*Given task 1*:
In the wine tasting text below, what was the retail price of a bottle of the red wine used in the tests?
*Given task 2*:
In the wine tasting text below, turn the paragraph beginning "The wine tasting took place lying down" into a short list of steps, keeping its main facts.

** START OF Source extract **

The researchers assessed how different prices are translated into corresponding taste experiences in the brain, even if the wine tasted does not differ. 30 participants took part in the study, of which 15 were women and 15 were men, with an average age of around 30 years.
Wine tasting while lying down
The wine tasting took place lying down in an MRI scanner, allowing brain activity to be recorded “online” while participants were tasting the wines. Each time, the price of the wine was shown first. Only then around a milliliter of the respective wine was administrated to the test person via a tube in their mouths. The participants were then asked to rate via a button on a nine-point scale how good the wine tasted to them. Their mouths were then rinsed with a neutral liquid and the next identical wine sample was given for tasting. All of the experiments were performed in the brain scanner at the Life & Brain Center at the University of Bonn.
“The marketing placebo effect has its limits: If, for example, a very low-quality wine is offered for 100 euros, the effect would predictably be absent,” says Prof. Weber. This is why the researchers conducted the tests using an average to good quality red wine with a retail bottle prize of 12 €. In the MRI scanner, the price of this wine was shown randomly as 3, 6 and 18 €. In order to make the study as realistic as possible, the participants were given 45 euros of initial credit. For some of the tastings, the displayed sum was deducted from this account in some of the trials.

** END OF Source extract **
** START OF Dataset records **

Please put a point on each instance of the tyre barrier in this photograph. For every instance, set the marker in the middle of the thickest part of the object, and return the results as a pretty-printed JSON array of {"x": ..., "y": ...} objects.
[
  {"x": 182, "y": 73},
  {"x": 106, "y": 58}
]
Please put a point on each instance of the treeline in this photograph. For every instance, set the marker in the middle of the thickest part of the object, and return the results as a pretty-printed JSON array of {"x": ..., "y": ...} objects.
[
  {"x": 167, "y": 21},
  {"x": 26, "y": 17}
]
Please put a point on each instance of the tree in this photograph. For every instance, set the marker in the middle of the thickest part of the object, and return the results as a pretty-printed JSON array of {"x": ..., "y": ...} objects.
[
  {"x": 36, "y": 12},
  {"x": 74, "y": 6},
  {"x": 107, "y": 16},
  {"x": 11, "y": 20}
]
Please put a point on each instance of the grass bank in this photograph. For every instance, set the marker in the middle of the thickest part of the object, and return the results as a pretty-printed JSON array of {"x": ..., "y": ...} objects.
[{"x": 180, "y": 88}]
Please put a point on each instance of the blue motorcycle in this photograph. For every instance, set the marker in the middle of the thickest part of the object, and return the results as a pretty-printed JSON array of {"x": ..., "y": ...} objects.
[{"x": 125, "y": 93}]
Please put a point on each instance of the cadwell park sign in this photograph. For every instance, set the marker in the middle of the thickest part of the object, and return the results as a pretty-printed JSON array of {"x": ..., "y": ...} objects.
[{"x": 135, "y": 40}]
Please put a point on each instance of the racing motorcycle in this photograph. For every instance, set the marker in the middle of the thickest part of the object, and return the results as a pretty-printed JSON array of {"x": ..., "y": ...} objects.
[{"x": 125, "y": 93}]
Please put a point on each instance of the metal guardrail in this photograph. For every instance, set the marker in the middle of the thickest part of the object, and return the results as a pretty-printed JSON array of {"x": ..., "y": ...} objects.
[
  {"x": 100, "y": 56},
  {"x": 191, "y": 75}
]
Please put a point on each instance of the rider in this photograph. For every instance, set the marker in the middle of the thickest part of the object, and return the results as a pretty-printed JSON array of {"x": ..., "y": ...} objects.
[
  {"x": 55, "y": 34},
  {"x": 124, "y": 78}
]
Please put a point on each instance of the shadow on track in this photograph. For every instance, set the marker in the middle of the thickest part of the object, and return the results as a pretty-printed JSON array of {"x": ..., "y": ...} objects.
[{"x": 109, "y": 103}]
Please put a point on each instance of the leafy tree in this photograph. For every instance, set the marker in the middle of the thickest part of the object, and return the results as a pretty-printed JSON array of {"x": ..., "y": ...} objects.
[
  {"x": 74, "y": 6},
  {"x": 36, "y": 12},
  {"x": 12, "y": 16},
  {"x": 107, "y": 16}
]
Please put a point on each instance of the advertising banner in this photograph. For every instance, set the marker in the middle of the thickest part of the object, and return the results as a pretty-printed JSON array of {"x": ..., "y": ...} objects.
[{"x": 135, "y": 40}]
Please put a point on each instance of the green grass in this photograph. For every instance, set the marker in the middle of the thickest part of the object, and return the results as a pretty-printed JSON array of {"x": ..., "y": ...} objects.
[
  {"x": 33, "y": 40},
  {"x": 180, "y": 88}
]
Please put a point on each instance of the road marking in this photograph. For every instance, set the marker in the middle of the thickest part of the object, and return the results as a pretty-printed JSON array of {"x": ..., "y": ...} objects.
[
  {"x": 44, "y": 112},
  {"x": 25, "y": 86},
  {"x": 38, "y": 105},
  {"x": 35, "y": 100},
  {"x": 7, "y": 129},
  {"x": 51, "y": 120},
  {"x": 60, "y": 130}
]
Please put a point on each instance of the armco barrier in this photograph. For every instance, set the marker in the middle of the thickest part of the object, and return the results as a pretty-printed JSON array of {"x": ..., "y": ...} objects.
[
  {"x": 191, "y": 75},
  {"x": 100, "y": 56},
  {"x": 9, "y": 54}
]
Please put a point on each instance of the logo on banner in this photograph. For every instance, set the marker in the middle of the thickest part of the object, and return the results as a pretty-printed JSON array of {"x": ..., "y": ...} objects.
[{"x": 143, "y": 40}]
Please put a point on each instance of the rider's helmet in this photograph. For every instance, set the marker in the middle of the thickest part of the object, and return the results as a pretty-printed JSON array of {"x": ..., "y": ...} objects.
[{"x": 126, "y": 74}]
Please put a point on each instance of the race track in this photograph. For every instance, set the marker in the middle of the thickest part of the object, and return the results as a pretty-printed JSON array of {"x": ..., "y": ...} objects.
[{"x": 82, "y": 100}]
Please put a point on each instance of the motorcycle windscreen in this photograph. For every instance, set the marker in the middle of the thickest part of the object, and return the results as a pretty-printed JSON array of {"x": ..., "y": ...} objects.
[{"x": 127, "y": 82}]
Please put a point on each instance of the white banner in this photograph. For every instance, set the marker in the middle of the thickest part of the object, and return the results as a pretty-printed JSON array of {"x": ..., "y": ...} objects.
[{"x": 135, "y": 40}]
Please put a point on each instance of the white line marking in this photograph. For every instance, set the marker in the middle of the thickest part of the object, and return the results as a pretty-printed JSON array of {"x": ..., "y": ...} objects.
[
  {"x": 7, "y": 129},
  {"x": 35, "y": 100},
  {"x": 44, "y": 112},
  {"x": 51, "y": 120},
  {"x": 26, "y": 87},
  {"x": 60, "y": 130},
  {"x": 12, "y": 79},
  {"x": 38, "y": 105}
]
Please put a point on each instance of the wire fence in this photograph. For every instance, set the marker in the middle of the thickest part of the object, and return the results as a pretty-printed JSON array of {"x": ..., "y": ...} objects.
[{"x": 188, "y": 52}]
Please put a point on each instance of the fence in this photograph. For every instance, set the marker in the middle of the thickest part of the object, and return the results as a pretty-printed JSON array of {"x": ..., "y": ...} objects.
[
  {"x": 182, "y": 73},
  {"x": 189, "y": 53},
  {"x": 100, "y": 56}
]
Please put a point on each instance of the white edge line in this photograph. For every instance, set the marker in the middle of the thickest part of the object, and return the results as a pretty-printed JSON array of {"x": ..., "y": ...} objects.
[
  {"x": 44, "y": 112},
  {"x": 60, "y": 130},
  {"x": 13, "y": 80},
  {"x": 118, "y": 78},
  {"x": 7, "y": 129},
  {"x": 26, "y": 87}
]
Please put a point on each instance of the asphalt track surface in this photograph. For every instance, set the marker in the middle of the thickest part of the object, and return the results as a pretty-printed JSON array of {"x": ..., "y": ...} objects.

** END OF Dataset records **

*Expected answer 1*:
12 €

*Expected answer 2*:
- Participants lay in an MRI scanner at the Life & Brain Center at the University of Bonn so their brain activity could be recorded while they tasted.
- The price of the wine was shown first.
- About a milliliter of wine was then given through a tube in the mouth.
- Participants rated how good it tasted on a nine-point scale using a button.
- Their mouths were rinsed with a neutral liquid before the next identical sample.